[Pointing and labeling lines]

::::

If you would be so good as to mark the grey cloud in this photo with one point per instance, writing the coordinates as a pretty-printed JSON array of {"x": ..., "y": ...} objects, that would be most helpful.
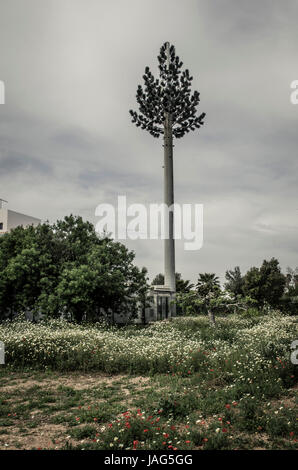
[{"x": 71, "y": 71}]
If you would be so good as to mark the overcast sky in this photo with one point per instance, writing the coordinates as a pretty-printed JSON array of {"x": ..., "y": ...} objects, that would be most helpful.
[{"x": 71, "y": 69}]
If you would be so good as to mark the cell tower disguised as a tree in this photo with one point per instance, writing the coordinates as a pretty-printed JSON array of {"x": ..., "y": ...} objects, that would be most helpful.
[{"x": 167, "y": 107}]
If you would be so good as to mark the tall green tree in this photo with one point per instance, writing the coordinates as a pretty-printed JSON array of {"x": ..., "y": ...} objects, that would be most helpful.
[
  {"x": 235, "y": 282},
  {"x": 168, "y": 107},
  {"x": 208, "y": 289},
  {"x": 265, "y": 284},
  {"x": 67, "y": 268}
]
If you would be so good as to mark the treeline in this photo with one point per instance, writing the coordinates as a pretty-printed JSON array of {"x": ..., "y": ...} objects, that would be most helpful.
[
  {"x": 67, "y": 269},
  {"x": 261, "y": 290}
]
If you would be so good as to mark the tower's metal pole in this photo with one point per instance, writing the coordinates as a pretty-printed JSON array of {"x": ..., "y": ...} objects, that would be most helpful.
[{"x": 169, "y": 243}]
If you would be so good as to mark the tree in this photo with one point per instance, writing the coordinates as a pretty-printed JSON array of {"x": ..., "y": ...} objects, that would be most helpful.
[
  {"x": 235, "y": 282},
  {"x": 208, "y": 288},
  {"x": 265, "y": 284},
  {"x": 181, "y": 285},
  {"x": 67, "y": 268},
  {"x": 167, "y": 107}
]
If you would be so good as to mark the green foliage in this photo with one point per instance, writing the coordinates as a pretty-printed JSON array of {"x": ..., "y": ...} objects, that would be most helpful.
[
  {"x": 235, "y": 282},
  {"x": 66, "y": 268},
  {"x": 266, "y": 284}
]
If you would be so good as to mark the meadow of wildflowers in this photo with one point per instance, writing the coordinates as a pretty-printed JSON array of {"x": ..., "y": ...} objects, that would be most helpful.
[{"x": 229, "y": 387}]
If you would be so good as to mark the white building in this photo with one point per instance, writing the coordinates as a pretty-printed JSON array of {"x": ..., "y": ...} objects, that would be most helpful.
[{"x": 11, "y": 219}]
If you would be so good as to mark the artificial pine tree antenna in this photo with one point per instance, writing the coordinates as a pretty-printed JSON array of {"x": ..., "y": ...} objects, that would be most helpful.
[{"x": 168, "y": 95}]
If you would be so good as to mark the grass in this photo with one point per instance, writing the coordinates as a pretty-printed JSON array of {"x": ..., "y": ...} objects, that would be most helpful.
[{"x": 200, "y": 388}]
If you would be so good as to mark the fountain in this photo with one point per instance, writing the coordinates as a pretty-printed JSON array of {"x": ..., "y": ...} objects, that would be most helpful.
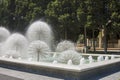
[
  {"x": 37, "y": 50},
  {"x": 15, "y": 45},
  {"x": 65, "y": 45},
  {"x": 39, "y": 31},
  {"x": 33, "y": 54}
]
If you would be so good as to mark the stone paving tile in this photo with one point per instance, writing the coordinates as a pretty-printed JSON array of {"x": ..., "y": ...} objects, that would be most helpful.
[
  {"x": 114, "y": 76},
  {"x": 23, "y": 75}
]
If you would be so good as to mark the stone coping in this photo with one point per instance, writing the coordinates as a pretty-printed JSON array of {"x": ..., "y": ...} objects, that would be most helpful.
[{"x": 59, "y": 66}]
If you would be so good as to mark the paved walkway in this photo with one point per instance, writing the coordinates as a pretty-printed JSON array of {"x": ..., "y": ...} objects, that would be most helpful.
[
  {"x": 8, "y": 74},
  {"x": 114, "y": 76}
]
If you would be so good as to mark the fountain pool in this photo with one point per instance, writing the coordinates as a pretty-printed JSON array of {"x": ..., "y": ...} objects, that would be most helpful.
[{"x": 35, "y": 56}]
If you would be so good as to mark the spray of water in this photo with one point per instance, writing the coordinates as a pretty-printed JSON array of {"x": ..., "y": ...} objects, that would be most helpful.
[
  {"x": 38, "y": 50},
  {"x": 4, "y": 34},
  {"x": 39, "y": 31},
  {"x": 15, "y": 43}
]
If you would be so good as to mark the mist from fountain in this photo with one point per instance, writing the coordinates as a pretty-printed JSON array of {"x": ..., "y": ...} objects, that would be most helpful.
[
  {"x": 38, "y": 50},
  {"x": 39, "y": 30},
  {"x": 15, "y": 45},
  {"x": 4, "y": 34}
]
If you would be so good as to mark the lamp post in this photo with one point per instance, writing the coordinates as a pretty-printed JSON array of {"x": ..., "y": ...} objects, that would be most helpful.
[{"x": 85, "y": 40}]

::::

Give the lines from the one containing "the fountain pool" through the end of the records again, with "most helpful" swapped for "much appreciated" and nothing else changed.

= Problem solution =
If you would be so good as to mark the fountain pool in this photo with one point per instance, writing the coordinates as a pretty-printed JSON array of {"x": ..., "y": ...} objects, that would be much appreciated.
[{"x": 35, "y": 56}]
If you would be so good as to mark the spray of water in this photo with one point per instance, writing the coordinates as a pretty-printed JSON array of {"x": ..., "y": ...} objects, that would be much appreciated.
[
  {"x": 38, "y": 50},
  {"x": 4, "y": 34},
  {"x": 39, "y": 31},
  {"x": 15, "y": 43}
]
If you would be so good as to mark the mist from fountain in this photo with one point per instance, writing the coordinates as a pretty-printed JSON array of {"x": ..., "y": ...} objects, that would be much appreciated.
[
  {"x": 38, "y": 50},
  {"x": 39, "y": 30},
  {"x": 15, "y": 45},
  {"x": 4, "y": 34}
]
If you would be so good as to mark the lamp post in this photo with one point per instance, writing the coordinates as a pretty-printed JSON array of {"x": ..., "y": ...} objects, that would be much appreciated.
[{"x": 85, "y": 40}]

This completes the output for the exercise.